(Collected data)
# # # # # # #

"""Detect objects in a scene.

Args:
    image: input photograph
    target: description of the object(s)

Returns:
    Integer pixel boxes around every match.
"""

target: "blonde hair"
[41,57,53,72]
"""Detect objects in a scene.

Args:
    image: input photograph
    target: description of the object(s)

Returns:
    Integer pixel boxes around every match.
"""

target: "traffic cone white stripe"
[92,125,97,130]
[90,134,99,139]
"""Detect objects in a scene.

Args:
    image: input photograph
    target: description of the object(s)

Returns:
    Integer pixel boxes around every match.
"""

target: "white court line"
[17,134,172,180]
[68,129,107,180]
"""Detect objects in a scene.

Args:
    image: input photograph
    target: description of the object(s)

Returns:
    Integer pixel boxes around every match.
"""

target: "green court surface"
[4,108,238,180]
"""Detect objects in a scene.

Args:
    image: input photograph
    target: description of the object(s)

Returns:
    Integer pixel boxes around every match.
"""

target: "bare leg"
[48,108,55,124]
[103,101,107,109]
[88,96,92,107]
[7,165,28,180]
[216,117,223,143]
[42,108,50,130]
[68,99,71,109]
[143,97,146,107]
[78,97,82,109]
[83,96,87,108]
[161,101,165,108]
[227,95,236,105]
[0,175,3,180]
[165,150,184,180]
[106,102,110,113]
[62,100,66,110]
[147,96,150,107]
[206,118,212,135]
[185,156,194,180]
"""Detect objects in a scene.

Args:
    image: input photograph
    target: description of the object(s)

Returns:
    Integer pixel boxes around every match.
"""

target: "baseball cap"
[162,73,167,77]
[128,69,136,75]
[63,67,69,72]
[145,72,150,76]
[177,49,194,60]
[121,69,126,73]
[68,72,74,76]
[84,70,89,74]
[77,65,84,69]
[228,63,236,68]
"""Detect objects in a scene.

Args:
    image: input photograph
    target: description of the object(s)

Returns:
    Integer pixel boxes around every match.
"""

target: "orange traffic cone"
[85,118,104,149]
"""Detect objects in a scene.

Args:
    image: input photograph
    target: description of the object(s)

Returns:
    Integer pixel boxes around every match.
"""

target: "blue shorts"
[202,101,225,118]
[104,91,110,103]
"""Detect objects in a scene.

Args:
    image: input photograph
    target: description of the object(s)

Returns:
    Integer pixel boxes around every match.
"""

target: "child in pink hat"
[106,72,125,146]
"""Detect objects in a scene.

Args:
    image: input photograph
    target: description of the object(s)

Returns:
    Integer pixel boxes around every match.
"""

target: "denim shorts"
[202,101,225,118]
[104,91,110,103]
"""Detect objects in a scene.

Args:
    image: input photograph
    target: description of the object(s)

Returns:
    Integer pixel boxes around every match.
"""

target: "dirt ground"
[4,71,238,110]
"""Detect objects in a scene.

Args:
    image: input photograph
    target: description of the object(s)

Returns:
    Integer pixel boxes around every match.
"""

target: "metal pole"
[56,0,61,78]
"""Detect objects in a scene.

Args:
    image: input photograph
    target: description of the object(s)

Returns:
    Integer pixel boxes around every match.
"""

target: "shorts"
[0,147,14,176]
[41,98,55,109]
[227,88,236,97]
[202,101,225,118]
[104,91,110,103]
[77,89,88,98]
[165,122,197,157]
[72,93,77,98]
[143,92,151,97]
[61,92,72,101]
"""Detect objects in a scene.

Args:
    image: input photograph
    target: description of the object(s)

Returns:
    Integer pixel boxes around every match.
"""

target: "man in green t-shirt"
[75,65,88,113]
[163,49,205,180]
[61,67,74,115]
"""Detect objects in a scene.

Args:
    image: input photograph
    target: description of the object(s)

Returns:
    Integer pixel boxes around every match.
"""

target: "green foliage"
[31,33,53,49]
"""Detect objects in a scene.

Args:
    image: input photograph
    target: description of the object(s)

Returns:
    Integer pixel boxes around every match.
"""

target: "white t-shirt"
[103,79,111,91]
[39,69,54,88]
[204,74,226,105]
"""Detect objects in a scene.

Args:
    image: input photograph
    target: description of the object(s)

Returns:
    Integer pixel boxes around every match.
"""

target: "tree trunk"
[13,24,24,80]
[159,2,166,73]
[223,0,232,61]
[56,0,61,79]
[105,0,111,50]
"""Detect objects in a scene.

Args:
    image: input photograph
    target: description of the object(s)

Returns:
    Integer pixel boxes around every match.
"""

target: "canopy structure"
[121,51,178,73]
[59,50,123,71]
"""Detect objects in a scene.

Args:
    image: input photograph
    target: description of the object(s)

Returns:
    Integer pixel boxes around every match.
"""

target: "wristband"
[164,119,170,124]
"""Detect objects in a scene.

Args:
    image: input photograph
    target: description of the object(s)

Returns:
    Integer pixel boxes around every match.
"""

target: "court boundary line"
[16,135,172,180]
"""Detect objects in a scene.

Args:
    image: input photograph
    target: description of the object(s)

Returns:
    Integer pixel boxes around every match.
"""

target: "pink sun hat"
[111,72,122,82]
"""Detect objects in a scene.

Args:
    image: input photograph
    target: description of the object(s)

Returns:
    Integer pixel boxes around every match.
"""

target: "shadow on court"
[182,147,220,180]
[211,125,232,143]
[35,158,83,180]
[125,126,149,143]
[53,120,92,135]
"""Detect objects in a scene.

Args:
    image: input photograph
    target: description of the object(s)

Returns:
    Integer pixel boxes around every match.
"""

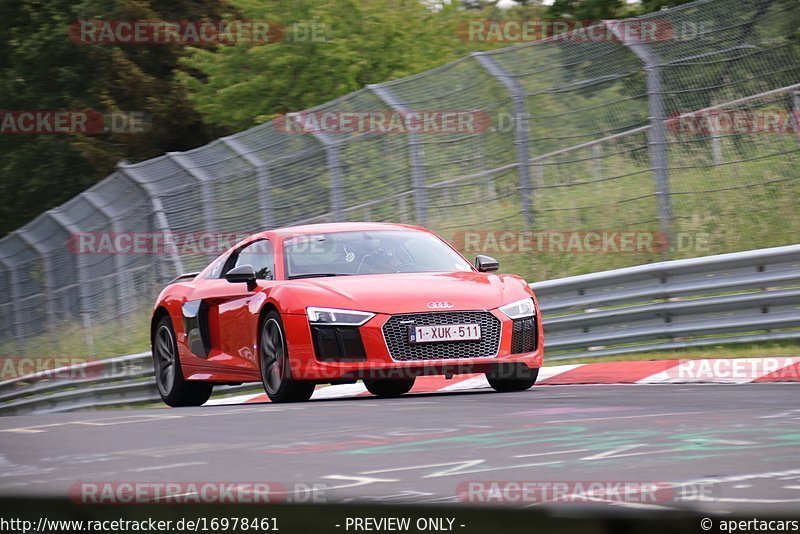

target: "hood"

# # # # # # #

- [Exercise] Give back each entry exactly as it appears, with no pictures.

- [Exercise result]
"""Detect objects in a scene.

Args:
    image: input photograph
    target: description of the object(s)

Returns:
    Integer pixel boxes around every match.
"""

target: "blonde hair"
[41,57,53,72]
"""Detect objects in a scene.

Args:
    image: input photograph
    target: description of the object(s)

Returns:
    Integer pixel boxes around every match.
"""

target: "traffic cone white stripe"
[92,125,97,130]
[90,134,99,139]
"""Detect objects in a scene.

Args:
    image: input photograph
    target: description of the object(s)

Returns:
    Integer pixel boxes around every match.
"""

target: "white court line"
[17,134,172,180]
[68,129,107,180]
"""Detect objects in a scene.

Args:
    image: input photograph
    target: description of the object(s)

Returns:
    Integer pixel boxes around every match.
"""

target: "green court surface"
[4,108,238,180]
"""Detect objects in a scene.

Args:
    image: input photograph
    target: description of the object(s)

Returns:
    Integer pixel boxes around every match.
"""

target: "bare leg"
[48,108,55,124]
[103,101,107,109]
[88,96,92,107]
[7,165,28,180]
[216,117,223,143]
[42,108,50,130]
[68,99,71,109]
[143,97,146,107]
[78,97,82,109]
[83,96,87,108]
[161,101,165,108]
[227,95,236,105]
[0,175,3,180]
[165,150,184,180]
[106,102,110,113]
[62,100,66,110]
[147,96,150,107]
[206,118,212,135]
[185,156,194,180]
"""Detect objects in a scene.

Args:
    image: input photograph
    target: description of the object(s)

Returns:
    Integer pixel boxes around every match.
"""

target: "baseball cap"
[162,73,167,77]
[128,69,136,75]
[63,67,69,72]
[145,72,150,76]
[177,49,194,60]
[121,69,126,73]
[68,72,74,76]
[84,70,89,74]
[77,65,84,69]
[228,63,236,68]
"""Detect objects in a scene.

Args:
    image: input photograph
    target: description of the object(s)

Returns:
    Integer pixel boxes around every match.
"""

target: "orange traffic cone"
[85,118,104,149]
"""Detect objects in a scene.

Args:
    image: input photograph
    target: description of the object(s)

Returns:
    Integer pixel boxes around every match.
"""

target: "blue shorts"
[202,101,225,118]
[104,91,110,103]
"""Detect objects in a scene.

Args:
    image: input photograph
    target: description of the object(s)

Returns:
    Integer pixel boxes around every match.
"""

target: "child in pink hat"
[106,72,125,146]
"""Detect objects in a scene.

Args:
    image: input photograph
    target: description of the object(s)

Returns:
    Integer pixel boxes around every match.
"""

target: "denim shorts"
[202,101,225,118]
[104,91,110,103]
"""Detect objects in a scene.

Args:
    image: input photograph
    target: description of the object(s)

Returns:
    Integer pixel boxes around every match.
"""

target: "dirt ground"
[4,71,238,110]
"""Detect objects in a scene.

Args:
    image: input photograph
    target: description of the object(s)

Returns:
    Integer pixel boxes around every match.
"""

target: "metal pole"
[56,0,61,78]
"""Detect objects in a scene.

Args:
    image: input photograph
    target: description of the object(s)

Returns:
    Integer pixel boxes around every match.
"""

target: "shorts"
[0,147,14,176]
[41,98,55,109]
[227,88,236,97]
[202,101,225,118]
[104,91,110,103]
[77,89,88,98]
[165,122,197,157]
[72,93,77,98]
[143,92,151,97]
[61,92,72,101]
"""Detect objects in a scene.

Args:
    image: input photograph
    target: description of the object(s)

Returns:
    Integer pixel boxes around every match.
"""

target: "man in green t-shirt"
[75,65,88,113]
[163,49,205,180]
[61,67,74,115]
"""Detect objects in a scene.

Args:
    image: input photograph
    target: description of the object(s)

Returns:
    Integer pixel boxes around every match.
"""

target: "green foliage"
[31,33,53,49]
"""Detect objects in a scene.

Args:
    image: input photograph
    target: description of the object(s)

Returns:
    Integer pixel boxes around every match.
"""

target: "white t-shirt"
[103,79,111,91]
[39,69,54,88]
[204,74,226,105]
"""Detect objects in a scene.

Args:
    image: input photograph
    target: description of the object(s)

Returns:
    Integer pixel boxes around every match.
"""

target: "tree trunk"
[13,24,24,80]
[159,2,166,73]
[223,0,232,61]
[56,0,61,79]
[105,0,111,50]
"""Detect objects in a scene.

Args:
    image: input photograph
    target: description of the object(s)

Returns:
    Integer pixel boxes around every match.
"""

target: "canopy structure"
[121,51,178,73]
[59,50,123,71]
"""Detect objects in a scene.

Args:
    image: input photograph
    target: description of the object(s)

Returns:
    Integer pixel boxes around every match.
"""

target: "wristband"
[164,119,170,124]
"""Detect objects in a scene.

Args:
    image: input photograph
    target: description of the object(s)

Returns:
    Integer pixel boxes around every match.
"""

target: "court boundary line"
[16,135,172,180]
"""Detect objects in a scene.

Args:
    image: input photograph
    target: description of the object(s)

Returns:
    Integer pixel boxes around every match.
"""

target: "pink sun hat"
[111,72,122,82]
"""Detect objects in a scene.

Args:
    image: input photograph
    target: description of the object(s)

Returns:
    Integer pixel boxes around every match.
"""

target: "shadow on court"
[182,147,220,180]
[211,125,232,143]
[35,158,83,180]
[125,126,149,143]
[53,120,92,135]
"""Detect objects in a scene.

Args:
    image: input photograph
    target: description of the object(s)

Returns:
    Integer pixel boxes around every match.
"""


target: "hood"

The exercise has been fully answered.